[Records to use]:
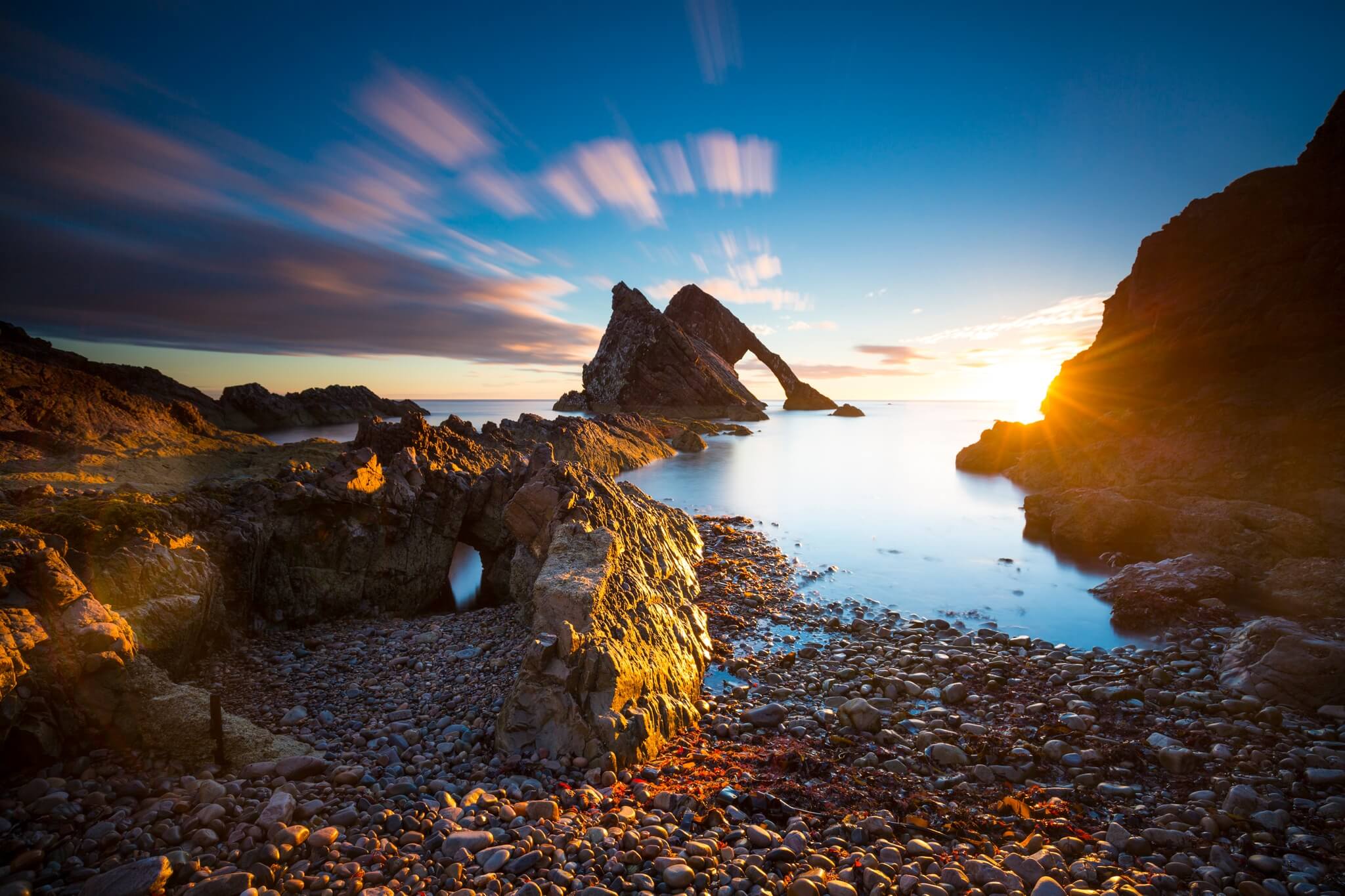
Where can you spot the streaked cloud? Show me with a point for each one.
(757, 270)
(671, 172)
(617, 175)
(736, 167)
(422, 117)
(568, 188)
(715, 33)
(119, 233)
(1075, 314)
(898, 355)
(502, 192)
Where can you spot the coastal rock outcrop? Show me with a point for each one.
(51, 405)
(619, 647)
(1281, 661)
(680, 362)
(254, 408)
(87, 400)
(704, 317)
(1146, 594)
(1206, 417)
(70, 671)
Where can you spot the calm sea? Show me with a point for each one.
(879, 499)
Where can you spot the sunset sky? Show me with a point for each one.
(435, 202)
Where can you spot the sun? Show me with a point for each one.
(1024, 383)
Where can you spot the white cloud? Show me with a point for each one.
(734, 292)
(759, 269)
(738, 167)
(565, 186)
(615, 174)
(500, 191)
(715, 32)
(430, 121)
(671, 169)
(1076, 314)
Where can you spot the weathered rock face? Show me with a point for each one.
(252, 408)
(648, 363)
(70, 671)
(680, 362)
(1147, 594)
(64, 400)
(701, 316)
(1306, 586)
(57, 402)
(1281, 661)
(619, 647)
(1206, 416)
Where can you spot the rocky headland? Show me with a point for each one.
(650, 703)
(1206, 419)
(680, 362)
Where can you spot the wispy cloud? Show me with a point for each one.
(1078, 313)
(568, 188)
(755, 270)
(617, 175)
(671, 172)
(177, 247)
(738, 167)
(502, 192)
(896, 355)
(735, 293)
(426, 119)
(715, 32)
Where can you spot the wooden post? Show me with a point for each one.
(217, 729)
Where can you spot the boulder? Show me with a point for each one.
(688, 441)
(1306, 586)
(1149, 594)
(254, 408)
(1283, 662)
(619, 647)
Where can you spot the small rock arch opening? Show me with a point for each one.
(466, 580)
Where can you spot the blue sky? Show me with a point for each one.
(435, 202)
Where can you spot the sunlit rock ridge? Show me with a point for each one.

[Exercise goal]: Could you write out every one of the lines above word for word, leaving out the pictures?

[Task result]:
Where can you spot the streaked cloud? Show me with a point for each one.
(757, 270)
(671, 172)
(617, 175)
(736, 167)
(422, 117)
(568, 188)
(715, 33)
(119, 233)
(1075, 314)
(898, 355)
(502, 192)
Where can you spot the coastal rock outcrop? Show me with a point for each one.
(51, 405)
(619, 647)
(1281, 661)
(680, 362)
(254, 408)
(87, 400)
(704, 317)
(1146, 594)
(1206, 417)
(70, 671)
Where can you spot the calm sea? Show me with a point for each one.
(879, 499)
Where can you spot the sunset sky? Show me with a point for each one.
(435, 202)
Where can you spot the sun? Show me with a point for each one.
(1024, 383)
Where can you spot the white cloud? Show me with a point for each one.
(734, 292)
(759, 269)
(738, 167)
(565, 186)
(615, 174)
(500, 191)
(715, 32)
(430, 121)
(671, 169)
(1076, 314)
Where can you spot the weathered rock face? Show me with a point for each one.
(252, 408)
(648, 363)
(70, 671)
(680, 362)
(1147, 594)
(64, 400)
(701, 316)
(1306, 586)
(57, 402)
(1281, 661)
(619, 647)
(1206, 416)
Where can you spot the rocky headland? Show me with a point for each one.
(650, 703)
(1206, 419)
(680, 362)
Where can you spot the wispy cloud? Show me with a point for each one.
(1078, 313)
(568, 188)
(755, 270)
(617, 175)
(671, 172)
(177, 247)
(738, 167)
(502, 192)
(896, 355)
(735, 293)
(426, 119)
(715, 32)
Where can you spot the wooden post? Show me with a point for each one.
(217, 729)
Where can you spot the boulder? Show me with a point for each one.
(688, 441)
(1306, 586)
(1149, 594)
(254, 408)
(1283, 662)
(619, 647)
Where can you spot the small rock arch opening? Show me with a point for each one.
(466, 580)
Where can you spot the blue sky? Show me with a point for each one.
(435, 202)
Where can you spot the sunlit rock ridge? Show me with a point for each one.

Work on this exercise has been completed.